[Coordinate annotation records]
__________________________________________________

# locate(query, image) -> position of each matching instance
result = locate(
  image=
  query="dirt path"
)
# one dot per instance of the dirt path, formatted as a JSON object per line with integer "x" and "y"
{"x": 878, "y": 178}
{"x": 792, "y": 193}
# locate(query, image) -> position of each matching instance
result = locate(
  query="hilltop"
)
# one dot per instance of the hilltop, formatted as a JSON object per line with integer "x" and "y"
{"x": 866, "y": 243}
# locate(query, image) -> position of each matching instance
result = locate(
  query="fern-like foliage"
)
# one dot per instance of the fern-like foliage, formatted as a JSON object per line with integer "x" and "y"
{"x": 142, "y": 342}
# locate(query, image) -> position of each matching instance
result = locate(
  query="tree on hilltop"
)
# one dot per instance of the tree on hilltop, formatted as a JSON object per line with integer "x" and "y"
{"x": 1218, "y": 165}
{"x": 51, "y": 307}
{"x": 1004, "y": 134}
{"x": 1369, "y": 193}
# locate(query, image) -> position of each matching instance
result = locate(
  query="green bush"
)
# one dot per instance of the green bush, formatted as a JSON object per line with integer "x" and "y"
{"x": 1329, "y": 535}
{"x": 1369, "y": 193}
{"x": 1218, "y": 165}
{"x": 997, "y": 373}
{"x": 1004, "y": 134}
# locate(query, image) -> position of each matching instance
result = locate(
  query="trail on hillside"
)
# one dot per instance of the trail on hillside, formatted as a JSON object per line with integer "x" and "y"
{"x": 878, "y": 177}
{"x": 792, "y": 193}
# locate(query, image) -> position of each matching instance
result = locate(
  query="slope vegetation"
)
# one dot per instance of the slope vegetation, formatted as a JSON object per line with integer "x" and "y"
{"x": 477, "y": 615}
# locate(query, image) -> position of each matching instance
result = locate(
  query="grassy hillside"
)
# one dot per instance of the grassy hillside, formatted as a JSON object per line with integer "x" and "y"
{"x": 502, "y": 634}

__________________________________________________

• _Given task_:
Using the data above, repeat every line exactly.

• _Response to this exercise_:
# locate(query, image) -> position of each matching instance
result = locate(
  image=
  query="dirt path"
)
# one dot per instance of the dirt path, formatted as a JSON object per line with integer "x" and "y"
{"x": 878, "y": 178}
{"x": 792, "y": 193}
# locate(query, image) -> position of each matching instance
result = locate(
  query="hilltop"
)
# one dot per instance of the hilltop, formatted as a JSON object per line with integer "x" and "y"
{"x": 866, "y": 243}
# locate(query, image) -> position of each matching instance
result = locate(
  query="fern-like foliage"
)
# one dot per instance of the fern-like foliage, formatted as a JSON object per line with integer "x" and "y"
{"x": 142, "y": 342}
# locate(query, image) -> position of each matching instance
result = locate(
  query="tree on hilltop"
)
# one dot per instance of the tree on hilltop, formatted as a JSON object per line with integer "x" and "y"
{"x": 1218, "y": 165}
{"x": 51, "y": 307}
{"x": 1004, "y": 134}
{"x": 1369, "y": 193}
# locate(query, image) -> position of each matching instance
result = locate(
  query="green bush"
)
# one dot per instance of the green bush, formatted as a JSON object per line with integer "x" and "y"
{"x": 1329, "y": 535}
{"x": 1369, "y": 193}
{"x": 1218, "y": 165}
{"x": 997, "y": 373}
{"x": 1004, "y": 134}
# locate(query, image) -> position of each matching instance
result = locate(
  query="trail on hillside"
)
# one dot per instance of the trail on hillside, formatted as a JSON object per line with integer "x" and "y"
{"x": 878, "y": 177}
{"x": 792, "y": 193}
# locate(query, image) -> position of each matching instance
result = locate(
  query="slope vegetation"
)
# one dot per instance of the slope vegetation, formatted as a JSON object per line with integer "x" and "y"
{"x": 477, "y": 615}
# locate(query, image) -> position of each matching instance
result = locate(
  query="grassy hillside"
)
# one dot per instance of the grassy hillside, formatted as a JSON object per line with integer "x" and "y"
{"x": 502, "y": 634}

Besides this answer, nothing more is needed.